* [Что требуется]
a: Выпишите из отрывка об актере Шушерине все недостатки его внешности и голоса, которые там перечислены.
b: Продолжите отрывок об актере Шушерине, начав сразу после его последнего предложения.

* [Фрагмент документа]
__________

Алексей Ярцев - Федор Волков. Его жизнь в связи с историей русской театральной старины
Отдохнуть Шушерину было уже пора. Вся жизнь его после поступления на сцену прошла в работе над собой и над развитием своего таланта. Рассказы и воспоминания о Шушерине дают некоторую возможность обрисовать его артистическую физиономию.
Внешность, имеющая такое важное значение для актера, была у Шушерина очень невыгодная, особенно для трагических ролей. Он был невзрачен на вид, довольно толст и мешковат; небольшой вздернутый нос, маленькие глаза и широкие скулы в соединении с неблагодарным голосом не давали сами по себе иллюзии на сцене. Но отделка ролей заставляла забывать эти недостатки, и со сцены Шушерин казался пластичным, а лицо его – выразительным. Чтобы так преобразиться, немало надо было положить труда при изучении ролей. Он изучал их перед зеркалом до мельчайших подробностей, пока не находил соответствующего жеста или выражения лица. Репетициям Шушерин придавал большую важность.
“Репетиция, – говорил он, – душа пьесы: только тогда пьеса получает полное достоинство, когда хорошо срепетирована. Посторонних людей на репетицию никогда пускать не должно: они мешают и развлекают, и притом при них совестно будет заметить что-нибудь другому и самому получить замечание. Генеральная репетиция должна происходить точно с такою же строгою отчетливостью, как и настоящее представление. Как бы пьеса ни была тверда, сколько бы раз ее ни играли, непременно надо сделать репетицию вполголоса, но со всеми интонациями поутру в день представления. Во всю жизнь мою я убеждался в необходимости этого правила. Нередко случалось играть мне, будучи не совсем здоровым, или несколько рассеянным, или просто не в духе, – утренняя репетиция оставалась свежею в памяти и помогала мне там, где бы я мог сбиться или сыграть неверно”.

__________

* [Исходные данные]
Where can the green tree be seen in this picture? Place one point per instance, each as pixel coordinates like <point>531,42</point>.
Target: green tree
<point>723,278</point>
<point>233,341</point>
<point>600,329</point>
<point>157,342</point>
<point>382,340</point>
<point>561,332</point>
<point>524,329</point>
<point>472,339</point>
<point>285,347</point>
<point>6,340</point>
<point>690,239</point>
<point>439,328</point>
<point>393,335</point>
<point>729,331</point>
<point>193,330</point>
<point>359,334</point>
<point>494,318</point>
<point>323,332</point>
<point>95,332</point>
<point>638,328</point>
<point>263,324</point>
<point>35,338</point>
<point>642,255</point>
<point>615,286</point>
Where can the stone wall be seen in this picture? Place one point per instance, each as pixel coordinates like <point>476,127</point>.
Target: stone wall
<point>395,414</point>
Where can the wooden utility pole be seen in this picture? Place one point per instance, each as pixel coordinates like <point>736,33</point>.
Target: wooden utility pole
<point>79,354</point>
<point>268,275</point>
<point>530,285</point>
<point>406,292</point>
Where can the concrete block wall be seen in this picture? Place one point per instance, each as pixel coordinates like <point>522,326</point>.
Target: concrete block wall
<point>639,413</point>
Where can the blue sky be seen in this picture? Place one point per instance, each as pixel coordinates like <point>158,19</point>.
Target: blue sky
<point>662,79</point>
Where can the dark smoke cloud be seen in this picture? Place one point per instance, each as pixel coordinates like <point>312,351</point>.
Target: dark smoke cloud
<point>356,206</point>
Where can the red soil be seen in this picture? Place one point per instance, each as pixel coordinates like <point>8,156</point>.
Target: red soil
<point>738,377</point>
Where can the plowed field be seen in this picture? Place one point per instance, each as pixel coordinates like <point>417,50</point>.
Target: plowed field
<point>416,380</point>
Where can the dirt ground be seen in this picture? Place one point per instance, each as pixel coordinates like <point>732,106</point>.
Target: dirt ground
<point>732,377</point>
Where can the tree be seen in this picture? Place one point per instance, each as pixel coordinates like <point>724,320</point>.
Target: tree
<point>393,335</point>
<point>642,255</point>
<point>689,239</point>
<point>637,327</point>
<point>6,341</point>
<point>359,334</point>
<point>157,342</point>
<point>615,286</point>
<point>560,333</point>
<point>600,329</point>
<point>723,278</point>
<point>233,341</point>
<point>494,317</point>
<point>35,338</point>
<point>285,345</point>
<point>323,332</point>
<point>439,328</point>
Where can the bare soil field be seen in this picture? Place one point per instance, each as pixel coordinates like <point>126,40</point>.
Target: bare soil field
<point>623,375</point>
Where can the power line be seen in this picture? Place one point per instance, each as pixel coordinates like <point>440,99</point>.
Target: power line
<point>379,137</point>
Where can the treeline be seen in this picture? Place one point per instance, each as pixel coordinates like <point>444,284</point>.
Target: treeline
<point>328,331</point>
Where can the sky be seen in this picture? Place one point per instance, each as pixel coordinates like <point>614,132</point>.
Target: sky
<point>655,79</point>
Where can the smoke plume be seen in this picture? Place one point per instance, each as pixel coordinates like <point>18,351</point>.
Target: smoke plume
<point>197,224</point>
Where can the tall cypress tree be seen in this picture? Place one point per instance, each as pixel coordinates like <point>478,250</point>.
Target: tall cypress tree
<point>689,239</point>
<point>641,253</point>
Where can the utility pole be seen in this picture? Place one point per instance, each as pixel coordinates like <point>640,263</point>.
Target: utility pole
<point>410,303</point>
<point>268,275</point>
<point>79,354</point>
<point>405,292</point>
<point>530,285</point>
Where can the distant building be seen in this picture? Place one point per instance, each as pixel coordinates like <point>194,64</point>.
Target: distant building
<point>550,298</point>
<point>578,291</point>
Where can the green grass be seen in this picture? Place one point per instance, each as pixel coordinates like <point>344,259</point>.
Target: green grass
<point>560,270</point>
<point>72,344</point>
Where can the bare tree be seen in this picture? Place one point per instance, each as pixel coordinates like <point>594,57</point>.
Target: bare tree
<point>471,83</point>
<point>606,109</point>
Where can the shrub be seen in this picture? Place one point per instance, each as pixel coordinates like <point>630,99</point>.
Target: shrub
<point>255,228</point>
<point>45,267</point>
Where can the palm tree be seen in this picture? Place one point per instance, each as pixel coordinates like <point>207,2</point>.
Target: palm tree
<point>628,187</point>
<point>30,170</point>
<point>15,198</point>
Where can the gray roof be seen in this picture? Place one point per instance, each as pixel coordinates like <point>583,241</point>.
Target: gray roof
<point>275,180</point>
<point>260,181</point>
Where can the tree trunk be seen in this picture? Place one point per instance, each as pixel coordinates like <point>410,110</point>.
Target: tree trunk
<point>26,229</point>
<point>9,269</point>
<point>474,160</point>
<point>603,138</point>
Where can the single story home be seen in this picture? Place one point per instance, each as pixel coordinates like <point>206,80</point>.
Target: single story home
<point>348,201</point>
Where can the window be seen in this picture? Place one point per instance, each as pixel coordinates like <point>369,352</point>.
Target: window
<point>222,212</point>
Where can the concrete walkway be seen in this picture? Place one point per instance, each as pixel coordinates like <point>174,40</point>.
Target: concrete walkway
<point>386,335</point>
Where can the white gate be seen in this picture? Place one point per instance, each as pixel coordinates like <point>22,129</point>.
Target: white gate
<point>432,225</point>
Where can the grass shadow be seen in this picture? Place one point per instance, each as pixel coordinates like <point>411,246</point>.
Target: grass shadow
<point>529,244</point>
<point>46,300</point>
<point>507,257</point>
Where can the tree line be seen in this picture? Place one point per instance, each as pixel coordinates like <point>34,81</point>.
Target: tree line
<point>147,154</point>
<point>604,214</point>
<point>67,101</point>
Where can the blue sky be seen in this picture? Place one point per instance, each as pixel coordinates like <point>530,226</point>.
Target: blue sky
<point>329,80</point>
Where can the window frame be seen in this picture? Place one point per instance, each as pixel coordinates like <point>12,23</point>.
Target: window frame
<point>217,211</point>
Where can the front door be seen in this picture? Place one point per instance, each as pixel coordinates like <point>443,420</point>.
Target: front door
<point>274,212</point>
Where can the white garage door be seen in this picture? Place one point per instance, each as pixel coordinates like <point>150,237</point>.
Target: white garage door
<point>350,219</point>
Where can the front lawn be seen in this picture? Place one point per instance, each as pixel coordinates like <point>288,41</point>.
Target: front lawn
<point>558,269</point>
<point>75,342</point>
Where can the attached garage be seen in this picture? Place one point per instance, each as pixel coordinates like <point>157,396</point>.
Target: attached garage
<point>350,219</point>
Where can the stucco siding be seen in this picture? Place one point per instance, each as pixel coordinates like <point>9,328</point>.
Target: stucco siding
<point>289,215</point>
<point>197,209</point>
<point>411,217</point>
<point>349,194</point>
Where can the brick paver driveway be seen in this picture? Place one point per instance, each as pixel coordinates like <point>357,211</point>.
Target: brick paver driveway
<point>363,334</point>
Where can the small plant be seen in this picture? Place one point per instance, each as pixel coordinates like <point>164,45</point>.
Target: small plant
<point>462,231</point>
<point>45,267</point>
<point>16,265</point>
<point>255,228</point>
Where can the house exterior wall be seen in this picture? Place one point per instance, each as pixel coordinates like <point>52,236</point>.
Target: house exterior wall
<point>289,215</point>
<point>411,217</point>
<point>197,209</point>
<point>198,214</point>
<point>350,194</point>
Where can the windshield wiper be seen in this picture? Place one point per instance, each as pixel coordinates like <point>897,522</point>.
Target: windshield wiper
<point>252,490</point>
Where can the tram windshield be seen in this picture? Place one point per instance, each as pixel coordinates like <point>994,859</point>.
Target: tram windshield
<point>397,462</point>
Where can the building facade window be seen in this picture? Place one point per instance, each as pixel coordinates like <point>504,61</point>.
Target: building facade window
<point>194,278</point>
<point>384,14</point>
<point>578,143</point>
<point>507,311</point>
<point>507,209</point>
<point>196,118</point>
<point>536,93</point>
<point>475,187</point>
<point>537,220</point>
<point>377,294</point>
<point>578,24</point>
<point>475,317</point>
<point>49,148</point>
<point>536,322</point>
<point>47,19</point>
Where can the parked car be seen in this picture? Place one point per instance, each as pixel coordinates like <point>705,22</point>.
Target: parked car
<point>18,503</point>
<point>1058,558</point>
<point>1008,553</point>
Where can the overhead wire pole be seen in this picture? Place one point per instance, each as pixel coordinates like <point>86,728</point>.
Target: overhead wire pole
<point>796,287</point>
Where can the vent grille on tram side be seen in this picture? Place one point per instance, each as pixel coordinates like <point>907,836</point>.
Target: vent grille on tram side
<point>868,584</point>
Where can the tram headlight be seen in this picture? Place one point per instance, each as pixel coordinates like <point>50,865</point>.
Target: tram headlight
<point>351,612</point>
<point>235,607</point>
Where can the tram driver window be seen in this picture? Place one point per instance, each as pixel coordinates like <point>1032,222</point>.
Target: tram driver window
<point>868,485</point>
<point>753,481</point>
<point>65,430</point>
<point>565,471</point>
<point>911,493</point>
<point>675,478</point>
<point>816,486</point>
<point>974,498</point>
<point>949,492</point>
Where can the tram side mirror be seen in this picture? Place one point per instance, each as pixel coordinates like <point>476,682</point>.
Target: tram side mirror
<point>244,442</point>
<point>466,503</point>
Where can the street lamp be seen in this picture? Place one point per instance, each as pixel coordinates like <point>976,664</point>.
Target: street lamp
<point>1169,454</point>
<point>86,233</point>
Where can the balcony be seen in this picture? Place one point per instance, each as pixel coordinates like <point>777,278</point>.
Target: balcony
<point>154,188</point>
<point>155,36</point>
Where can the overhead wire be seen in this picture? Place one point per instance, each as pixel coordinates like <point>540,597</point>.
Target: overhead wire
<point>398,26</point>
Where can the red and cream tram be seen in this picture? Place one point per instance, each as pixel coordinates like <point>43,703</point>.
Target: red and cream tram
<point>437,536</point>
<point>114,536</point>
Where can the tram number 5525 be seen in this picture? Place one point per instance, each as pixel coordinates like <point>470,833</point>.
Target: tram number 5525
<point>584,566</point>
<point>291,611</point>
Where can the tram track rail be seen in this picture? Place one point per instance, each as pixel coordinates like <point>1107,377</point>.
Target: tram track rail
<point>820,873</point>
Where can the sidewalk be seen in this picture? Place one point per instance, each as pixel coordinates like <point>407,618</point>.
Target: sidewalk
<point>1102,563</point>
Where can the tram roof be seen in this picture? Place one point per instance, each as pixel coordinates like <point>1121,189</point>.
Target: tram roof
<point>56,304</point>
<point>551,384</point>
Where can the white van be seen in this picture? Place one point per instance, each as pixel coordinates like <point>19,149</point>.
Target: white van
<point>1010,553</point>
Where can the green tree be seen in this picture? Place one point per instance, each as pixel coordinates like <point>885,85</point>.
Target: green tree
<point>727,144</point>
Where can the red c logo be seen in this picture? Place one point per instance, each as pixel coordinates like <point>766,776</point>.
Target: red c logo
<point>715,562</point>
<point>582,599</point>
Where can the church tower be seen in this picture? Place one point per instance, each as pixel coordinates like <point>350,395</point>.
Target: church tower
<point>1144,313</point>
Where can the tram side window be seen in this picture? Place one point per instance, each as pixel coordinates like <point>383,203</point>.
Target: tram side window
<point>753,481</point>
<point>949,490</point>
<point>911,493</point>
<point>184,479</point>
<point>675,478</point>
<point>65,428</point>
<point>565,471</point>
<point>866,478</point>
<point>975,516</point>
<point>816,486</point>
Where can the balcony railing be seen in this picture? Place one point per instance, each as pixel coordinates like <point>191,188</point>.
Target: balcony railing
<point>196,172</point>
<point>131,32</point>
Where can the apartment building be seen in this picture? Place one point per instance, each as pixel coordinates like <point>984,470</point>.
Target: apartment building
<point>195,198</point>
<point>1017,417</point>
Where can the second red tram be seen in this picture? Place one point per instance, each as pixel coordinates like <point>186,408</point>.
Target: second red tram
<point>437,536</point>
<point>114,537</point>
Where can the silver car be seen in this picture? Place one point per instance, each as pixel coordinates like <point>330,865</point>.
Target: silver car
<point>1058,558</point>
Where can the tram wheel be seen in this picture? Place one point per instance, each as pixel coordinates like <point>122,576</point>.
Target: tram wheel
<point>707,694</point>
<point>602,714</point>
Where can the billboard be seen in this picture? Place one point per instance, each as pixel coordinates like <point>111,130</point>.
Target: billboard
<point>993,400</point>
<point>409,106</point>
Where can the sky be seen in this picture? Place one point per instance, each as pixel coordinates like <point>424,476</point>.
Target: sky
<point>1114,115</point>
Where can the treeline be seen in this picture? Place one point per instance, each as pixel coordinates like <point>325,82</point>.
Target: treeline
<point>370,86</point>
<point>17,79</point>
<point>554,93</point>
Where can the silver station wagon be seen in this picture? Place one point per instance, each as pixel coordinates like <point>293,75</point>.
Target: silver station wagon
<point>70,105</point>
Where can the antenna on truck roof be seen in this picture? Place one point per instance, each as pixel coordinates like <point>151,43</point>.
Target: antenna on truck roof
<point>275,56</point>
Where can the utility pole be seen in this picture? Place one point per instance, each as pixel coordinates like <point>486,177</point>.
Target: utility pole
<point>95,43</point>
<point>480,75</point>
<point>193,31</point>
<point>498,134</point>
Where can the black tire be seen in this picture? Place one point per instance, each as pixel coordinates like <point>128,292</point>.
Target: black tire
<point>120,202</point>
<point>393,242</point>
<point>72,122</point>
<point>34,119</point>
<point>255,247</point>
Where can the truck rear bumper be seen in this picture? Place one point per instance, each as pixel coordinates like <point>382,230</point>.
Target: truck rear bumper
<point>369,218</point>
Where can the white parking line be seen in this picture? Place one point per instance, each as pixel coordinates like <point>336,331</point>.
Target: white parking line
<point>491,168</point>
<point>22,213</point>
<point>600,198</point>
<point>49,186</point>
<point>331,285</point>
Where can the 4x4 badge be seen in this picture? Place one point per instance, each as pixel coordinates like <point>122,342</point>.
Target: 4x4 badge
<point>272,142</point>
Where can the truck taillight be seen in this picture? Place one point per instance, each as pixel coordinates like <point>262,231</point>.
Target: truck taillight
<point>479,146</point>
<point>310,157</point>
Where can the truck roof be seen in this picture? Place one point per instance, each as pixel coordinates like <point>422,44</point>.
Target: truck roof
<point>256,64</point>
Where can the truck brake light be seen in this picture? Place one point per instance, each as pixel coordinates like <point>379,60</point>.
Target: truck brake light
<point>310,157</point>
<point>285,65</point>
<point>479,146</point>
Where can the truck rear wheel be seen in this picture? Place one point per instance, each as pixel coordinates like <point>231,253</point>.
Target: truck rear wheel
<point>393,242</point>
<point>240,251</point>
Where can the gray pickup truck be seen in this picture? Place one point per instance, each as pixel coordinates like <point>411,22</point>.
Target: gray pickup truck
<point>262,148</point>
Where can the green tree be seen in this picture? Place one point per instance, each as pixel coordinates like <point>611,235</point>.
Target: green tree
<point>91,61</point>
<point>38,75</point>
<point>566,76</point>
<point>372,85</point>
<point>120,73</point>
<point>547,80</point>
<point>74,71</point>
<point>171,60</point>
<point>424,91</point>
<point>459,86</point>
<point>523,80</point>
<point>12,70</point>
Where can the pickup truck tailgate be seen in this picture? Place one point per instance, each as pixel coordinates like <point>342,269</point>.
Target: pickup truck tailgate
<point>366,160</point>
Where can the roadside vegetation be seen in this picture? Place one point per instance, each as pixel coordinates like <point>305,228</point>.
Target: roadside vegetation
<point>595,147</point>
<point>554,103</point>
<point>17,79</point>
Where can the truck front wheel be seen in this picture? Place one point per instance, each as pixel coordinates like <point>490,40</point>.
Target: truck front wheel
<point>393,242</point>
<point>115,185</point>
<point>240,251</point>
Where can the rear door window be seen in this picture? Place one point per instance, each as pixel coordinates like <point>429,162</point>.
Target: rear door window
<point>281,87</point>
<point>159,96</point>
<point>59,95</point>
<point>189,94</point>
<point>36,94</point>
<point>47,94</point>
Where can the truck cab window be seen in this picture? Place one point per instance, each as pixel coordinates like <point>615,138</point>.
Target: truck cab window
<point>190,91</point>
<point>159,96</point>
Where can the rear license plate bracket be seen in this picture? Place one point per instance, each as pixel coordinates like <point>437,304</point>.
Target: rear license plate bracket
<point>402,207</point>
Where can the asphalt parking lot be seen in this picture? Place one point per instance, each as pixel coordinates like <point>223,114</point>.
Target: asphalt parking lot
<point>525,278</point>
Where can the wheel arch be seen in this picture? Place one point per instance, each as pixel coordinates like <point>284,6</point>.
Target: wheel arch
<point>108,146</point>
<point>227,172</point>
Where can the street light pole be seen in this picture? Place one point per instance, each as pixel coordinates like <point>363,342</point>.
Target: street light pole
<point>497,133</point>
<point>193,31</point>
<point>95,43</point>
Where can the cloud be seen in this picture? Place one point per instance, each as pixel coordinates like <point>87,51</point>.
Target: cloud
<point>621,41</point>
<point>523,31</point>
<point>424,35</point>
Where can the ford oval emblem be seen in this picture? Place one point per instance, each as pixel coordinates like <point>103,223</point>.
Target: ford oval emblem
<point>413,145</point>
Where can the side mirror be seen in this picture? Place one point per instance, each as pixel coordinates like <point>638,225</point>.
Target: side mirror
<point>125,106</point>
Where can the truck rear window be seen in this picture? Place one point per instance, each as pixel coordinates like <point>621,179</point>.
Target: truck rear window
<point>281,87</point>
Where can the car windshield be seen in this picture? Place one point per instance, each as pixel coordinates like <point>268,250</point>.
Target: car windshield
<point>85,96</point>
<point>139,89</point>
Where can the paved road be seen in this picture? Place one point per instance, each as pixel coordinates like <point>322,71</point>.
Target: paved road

__________

* [Ответы к упражнению]
a:
- невзрачный вид
- довольно толст
- мешковат
- небольшой вздернутый нос
- маленькие глаза
- широкие скулы
- неблагодарный голос

b:
Эти рассуждения Шушерина лучше всего показывают, как строго смотрел он на искусство, как добросовестно относился к нему. Игра его никогда не подчинялась исключительно вдохновению, но была всегда обдумана и рассчитана до мелочей. Это придавало ему большое самообладание на сцене. Рассказывают такой анекдот, характеризующий его в этом отношении. Однажды он исполнял роль в трагедии, где ему нужно было вырвать кинжал из рук игравшей с ним актрисы и заколоться. Актриса по каким-то закулисным причинам захотела поставить Шушерина в самое безвыходное положение: упавши в сценический обморок, она спрятала кинжал под себя! Шушерин старается достать его из-под нее, но актриса упорно не отдает кинжала. Что тут делать: наступила уже пора закалываться. Шушерин, нисколько не смущаясь, произносит последний монолог, вынимает из-под плаща свернутую в трубку роль и торжественно ею закалывается. Шушерин, как выражались, не играл, но повелевал собою на сцене.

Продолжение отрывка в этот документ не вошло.